DO THIS — Please put every line of the rows below into a Markdown table with two columns, No. and Text, numbering the lines in order and leaving out any blank lines.

PROVIDED RECORDS —
------------------------------------------------------------------------
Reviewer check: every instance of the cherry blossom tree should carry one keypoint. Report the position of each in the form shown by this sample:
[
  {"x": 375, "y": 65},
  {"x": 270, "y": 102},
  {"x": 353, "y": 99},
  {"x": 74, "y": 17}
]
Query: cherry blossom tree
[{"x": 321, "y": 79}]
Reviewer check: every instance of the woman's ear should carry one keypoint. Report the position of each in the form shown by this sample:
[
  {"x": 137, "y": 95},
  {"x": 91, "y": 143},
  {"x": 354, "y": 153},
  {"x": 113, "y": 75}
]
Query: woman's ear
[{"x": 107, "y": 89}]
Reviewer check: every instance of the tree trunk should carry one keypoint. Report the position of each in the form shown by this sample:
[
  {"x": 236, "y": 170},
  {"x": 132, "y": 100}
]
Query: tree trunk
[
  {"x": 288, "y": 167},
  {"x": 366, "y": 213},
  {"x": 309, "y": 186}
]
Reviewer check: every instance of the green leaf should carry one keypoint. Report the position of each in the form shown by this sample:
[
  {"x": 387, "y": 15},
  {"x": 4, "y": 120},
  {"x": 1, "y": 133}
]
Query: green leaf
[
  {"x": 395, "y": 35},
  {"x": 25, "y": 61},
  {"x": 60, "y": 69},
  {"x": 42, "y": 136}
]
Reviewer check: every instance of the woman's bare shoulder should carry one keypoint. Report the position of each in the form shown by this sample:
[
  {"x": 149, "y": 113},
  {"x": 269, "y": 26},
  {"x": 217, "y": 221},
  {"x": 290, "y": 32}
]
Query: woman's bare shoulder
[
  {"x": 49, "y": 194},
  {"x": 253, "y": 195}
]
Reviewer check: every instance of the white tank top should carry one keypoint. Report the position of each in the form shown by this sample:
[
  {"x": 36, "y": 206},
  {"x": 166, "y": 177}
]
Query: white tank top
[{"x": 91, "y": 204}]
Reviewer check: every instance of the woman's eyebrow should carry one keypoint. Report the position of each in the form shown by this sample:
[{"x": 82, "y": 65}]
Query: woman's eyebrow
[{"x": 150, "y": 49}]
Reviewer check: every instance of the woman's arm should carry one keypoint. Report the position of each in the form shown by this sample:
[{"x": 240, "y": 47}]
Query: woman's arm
------------------------------------------------------------------------
EXERCISE RESULT —
| No. | Text |
|---|---|
| 1 | Reviewer check: every instance of the cherry blossom tree should carry one keypoint. Report the position of each in the form shown by this sample: |
| 2 | [ |
| 3 |   {"x": 375, "y": 65}, |
| 4 |   {"x": 270, "y": 102}, |
| 5 |   {"x": 353, "y": 99}, |
| 6 |   {"x": 74, "y": 17} |
| 7 | ] |
| 8 | Query: cherry blossom tree |
| 9 | [{"x": 321, "y": 79}] |
| 10 | Reviewer check: every instance of the woman's ear should carry one keypoint. Report the position of each in the form shown by this sample: |
| 11 | [ |
| 12 |   {"x": 137, "y": 95}, |
| 13 |   {"x": 91, "y": 143}, |
| 14 |   {"x": 354, "y": 153}, |
| 15 |   {"x": 113, "y": 75} |
| 16 | ] |
| 17 | Query: woman's ear |
| 18 | [{"x": 107, "y": 89}] |
| 19 | Reviewer check: every instance of the tree trunk should carry one keypoint. Report the position of each in the form shown by this sample: |
| 20 | [ |
| 21 |   {"x": 236, "y": 170}, |
| 22 |   {"x": 132, "y": 100} |
| 23 | ] |
| 24 | Query: tree trunk |
| 25 | [ |
| 26 |   {"x": 288, "y": 167}, |
| 27 |   {"x": 366, "y": 213}, |
| 28 |   {"x": 309, "y": 186} |
| 29 | ] |
| 30 | Reviewer check: every instance of the green leaf should carry one keypoint. Report the position of each in the form shown by this sample: |
| 31 | [ |
| 32 |   {"x": 387, "y": 15}, |
| 33 |   {"x": 4, "y": 120}, |
| 34 |   {"x": 1, "y": 133} |
| 35 | ] |
| 36 | Query: green leaf |
| 37 | [ |
| 38 |   {"x": 395, "y": 35}, |
| 39 |   {"x": 25, "y": 61}, |
| 40 |   {"x": 60, "y": 69}, |
| 41 |   {"x": 42, "y": 136} |
| 42 | ] |
| 43 | Reviewer check: every instance of the woman's bare shoulder should carry one keypoint. Report the position of each in the form shown by this sample: |
| 44 | [ |
| 45 |   {"x": 149, "y": 113}, |
| 46 |   {"x": 269, "y": 26}, |
| 47 |   {"x": 217, "y": 221}, |
| 48 |   {"x": 290, "y": 32} |
| 49 | ] |
| 50 | Query: woman's bare shoulder |
| 51 | [ |
| 52 |   {"x": 49, "y": 194}, |
| 53 |   {"x": 253, "y": 195} |
| 54 | ] |
| 55 | Reviewer check: every instance of the white tank top should carry one keypoint. Report the position of each in the form shown by this sample: |
| 56 | [ |
| 57 |   {"x": 36, "y": 206}, |
| 58 |   {"x": 166, "y": 177} |
| 59 | ] |
| 60 | Query: white tank top |
| 61 | [{"x": 91, "y": 204}] |
| 62 | Reviewer check: every instance of the woman's eyebrow should carry one keypoint. Report the position of each in the form shown by this sample: |
| 63 | [{"x": 82, "y": 65}] |
| 64 | Query: woman's eyebrow |
| 65 | [{"x": 150, "y": 49}] |
| 66 | Reviewer check: every instance of the woman's arm should carry one keypoint. Report the position of each in the form shown by this sample: |
| 67 | [{"x": 240, "y": 47}] |
| 68 | Query: woman's arm |